PAGE:
## Start

The International Trade Centre (ITC) and ISO have just released a new product designed to make it easier for small and medium-sized enterprises (SME) in the food sector to benefit from the advantages of implementing a food safety management system.
The product consists of a combined handbook and CD-ROM, ISO 22000 Food Safety Management Systems – An easy-to-use checklist for small business – Are you ready? It is aimed at SMEs, both in developed and developing countries, for which a food safety management system meeting the requirements of the International Standard ISO 22000:2005 could be the entry ticket to increased business in the global market and participation in cross-border food supply chains.
There exists a range of different retail and private schemes that may generate risks of uneven levels of food safety, confusion over requirements, and increased cost and complication for suppliers that may find themselves obliged to conform to multiple programmes. ISO 22000:2005, Food safety management systems – Requirements for any organization in the food chain, backed by international consensus, harmonizes the requirements for systematically managing safety in food supply chains and offers a unique solution for good practice on a worldwide basis. Incorporating the principles of the Codex Alimentarius Commission's "Hazard Analysis and Critical Control Point" (HACCP) system for food hygiene, ISO 22000 also provides a single management system platform upon which more specific requirements, such as those developed by the various global food retailer organizations, may be incorporated.

## End

INFORMATION SUPPLIED:
## Start

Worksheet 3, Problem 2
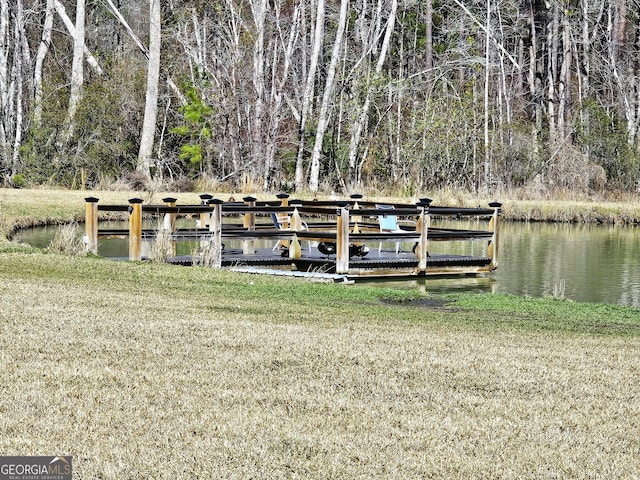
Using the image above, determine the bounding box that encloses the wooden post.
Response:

## End

WHAT TO DO:
(1) In the ISO 22000 checklist announcement, list the risks that the text says the range of different retail and private schemes may generate.
(2) Write the next part of the ISO 22000 checklist announcement, starting after its last sentence.

OUTPUTS:
(1)
- Uneven levels of food safety
- Confusion over requirements
- Increased cost and complication for suppliers that may find themselves obliged to conform to multiple programmes

(2)
Less than two years after the publication of ISO 22000, the standard has been implemented by organizations in more than 50 countries as an alternative to more than 20 food safety schemes developed by individual companies and groupings in the sector for auditing their suppliers.
The checklist consists of questions covering various aspects of the setting-up, implementation and certification of a food safety management system according to ISO 22000. Working through the questions in a step-by-step manner will enable managers of an enterprise to determine the present status of their business and will help them identify main areas for improvement.
The checklist is in 13 parts, each covering a particular aspect of ISO 22000, with an explanation of the relevant requirement and guidance on how to incorporate it into a food safety management system geared to the needs of user's enterprise. Depending on "yes" or "no" answers given to the checklist questions, the user is directed to the next stage, or to additional guidance.
Certification is not a requirement of ISO 22000 and both the standard and the checklist can be usefully implemented even when certification is not the goal of the enterprise.
In addition, the checklist includes a chapter identifying the linkages between ISO 22000 and the ISO 9001:2000 standard for quality management systems, and provides a comprehensive list of Web sites addressing food safety.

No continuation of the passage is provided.